### [What you need to do]
Would you give the entries below again, precisely as they are written?

○ ○ ○ ○

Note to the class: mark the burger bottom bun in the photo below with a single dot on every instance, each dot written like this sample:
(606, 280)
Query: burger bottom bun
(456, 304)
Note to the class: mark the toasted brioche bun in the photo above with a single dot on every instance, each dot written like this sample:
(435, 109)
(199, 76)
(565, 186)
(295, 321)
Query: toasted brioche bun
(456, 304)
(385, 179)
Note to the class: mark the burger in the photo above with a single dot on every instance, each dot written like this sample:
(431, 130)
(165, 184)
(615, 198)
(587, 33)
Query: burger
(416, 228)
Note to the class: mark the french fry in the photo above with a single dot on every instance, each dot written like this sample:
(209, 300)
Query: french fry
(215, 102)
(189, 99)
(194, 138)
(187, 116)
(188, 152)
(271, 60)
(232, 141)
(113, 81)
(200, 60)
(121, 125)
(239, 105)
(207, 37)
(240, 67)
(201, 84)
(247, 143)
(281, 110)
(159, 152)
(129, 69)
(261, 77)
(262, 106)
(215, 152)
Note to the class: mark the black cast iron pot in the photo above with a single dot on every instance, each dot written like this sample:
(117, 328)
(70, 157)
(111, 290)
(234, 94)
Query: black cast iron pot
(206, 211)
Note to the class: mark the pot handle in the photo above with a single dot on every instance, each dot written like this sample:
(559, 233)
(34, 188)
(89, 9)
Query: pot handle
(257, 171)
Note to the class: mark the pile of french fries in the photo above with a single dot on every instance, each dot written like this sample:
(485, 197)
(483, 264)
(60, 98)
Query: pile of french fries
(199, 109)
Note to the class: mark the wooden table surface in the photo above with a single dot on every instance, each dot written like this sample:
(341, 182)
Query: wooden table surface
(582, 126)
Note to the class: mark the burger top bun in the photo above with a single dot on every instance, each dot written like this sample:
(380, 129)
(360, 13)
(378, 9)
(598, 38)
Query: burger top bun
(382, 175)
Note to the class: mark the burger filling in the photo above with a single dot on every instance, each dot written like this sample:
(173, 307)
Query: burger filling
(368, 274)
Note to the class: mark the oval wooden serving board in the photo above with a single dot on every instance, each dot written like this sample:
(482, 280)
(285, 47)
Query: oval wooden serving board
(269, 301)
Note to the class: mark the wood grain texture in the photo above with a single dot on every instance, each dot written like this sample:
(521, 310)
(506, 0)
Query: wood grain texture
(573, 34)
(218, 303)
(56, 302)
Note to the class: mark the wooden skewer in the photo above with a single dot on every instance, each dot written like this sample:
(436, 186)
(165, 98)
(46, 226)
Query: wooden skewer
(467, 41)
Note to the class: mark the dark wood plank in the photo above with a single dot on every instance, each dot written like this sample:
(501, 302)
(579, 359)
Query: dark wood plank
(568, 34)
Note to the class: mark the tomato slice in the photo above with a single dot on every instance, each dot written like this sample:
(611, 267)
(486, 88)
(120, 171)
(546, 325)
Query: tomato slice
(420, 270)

○ ○ ○ ○

### [Your response]
Note to the class: mark the burger bottom bun in the photo below with a single dot on every instance, each dot written like this sample:
(606, 280)
Query: burger bottom bun
(456, 304)
Note to the class: mark the toasted brioche bun in the photo above with a single dot on every instance, each dot written like this sample:
(435, 109)
(199, 76)
(565, 186)
(295, 321)
Query: toasted brioche bun
(456, 304)
(385, 179)
Note to the class: mark the burger in the photo above with a single dot on every instance, each dot written like this sample:
(431, 130)
(165, 184)
(615, 198)
(587, 33)
Query: burger
(416, 228)
Note to the class: mark the french fry in the photo above with a single dot on every instance, each dot written like this sample:
(209, 300)
Query: french fry
(215, 102)
(189, 99)
(194, 138)
(187, 116)
(188, 152)
(271, 60)
(232, 141)
(113, 81)
(200, 60)
(121, 125)
(239, 105)
(207, 37)
(240, 67)
(201, 84)
(247, 143)
(281, 110)
(159, 152)
(129, 69)
(261, 77)
(262, 106)
(215, 152)
Note to the class: mark the black cast iron pot in the photo above with a single dot on every instance, each dot written like this sample:
(117, 328)
(70, 157)
(111, 290)
(234, 94)
Query: black cast iron pot
(206, 211)
Note to the class: mark the pot handle in the photo above with a single dot on every instance, each dot written like this sample:
(559, 233)
(34, 188)
(89, 9)
Query: pot handle
(257, 171)
Note to the class: mark the pile of french fries in the photo above with a single dot on every instance, each dot written like this sample:
(485, 197)
(483, 264)
(60, 98)
Query: pile of french fries
(199, 109)
Note to the class: mark the wooden table surface in the photo above with a single dot on every instance, each dot written like this sample:
(341, 182)
Query: wooden table surface
(582, 126)
Note to the class: mark the burger top bun in the photo above with a single dot on every instance, each dot written like this sample:
(380, 129)
(360, 13)
(378, 9)
(598, 38)
Query: burger top bun
(382, 175)
Note to the class: mark the burger filling in the photo above with a single dot on every instance, each dot written like this sample:
(173, 307)
Query: burger filling
(368, 274)
Note to the class: mark the oval wooden serving board in the photo above with a single dot on every instance, each dot written like this sample:
(482, 280)
(285, 47)
Query: oval wooden serving board
(269, 301)
Note to the class: mark the wood grain texture in the photo above with a single dot on every instance, each dot written like this sample:
(521, 310)
(506, 0)
Query: wood grain texture
(573, 34)
(218, 303)
(56, 302)
Note to the class: mark the wooden skewer in the photo above with a single dot on every instance, each dot written like this sample:
(436, 186)
(165, 98)
(46, 226)
Query: wooden skewer
(467, 41)
Note to the class: mark the dark wood plank in the photo above with a single dot on every instance, each dot written like this sample:
(501, 302)
(579, 359)
Query: dark wood plank
(568, 34)
Note to the class: mark the tomato slice in the photo above with a single dot on every instance, each dot written like this sample:
(611, 267)
(486, 88)
(120, 171)
(546, 325)
Query: tomato slice
(420, 270)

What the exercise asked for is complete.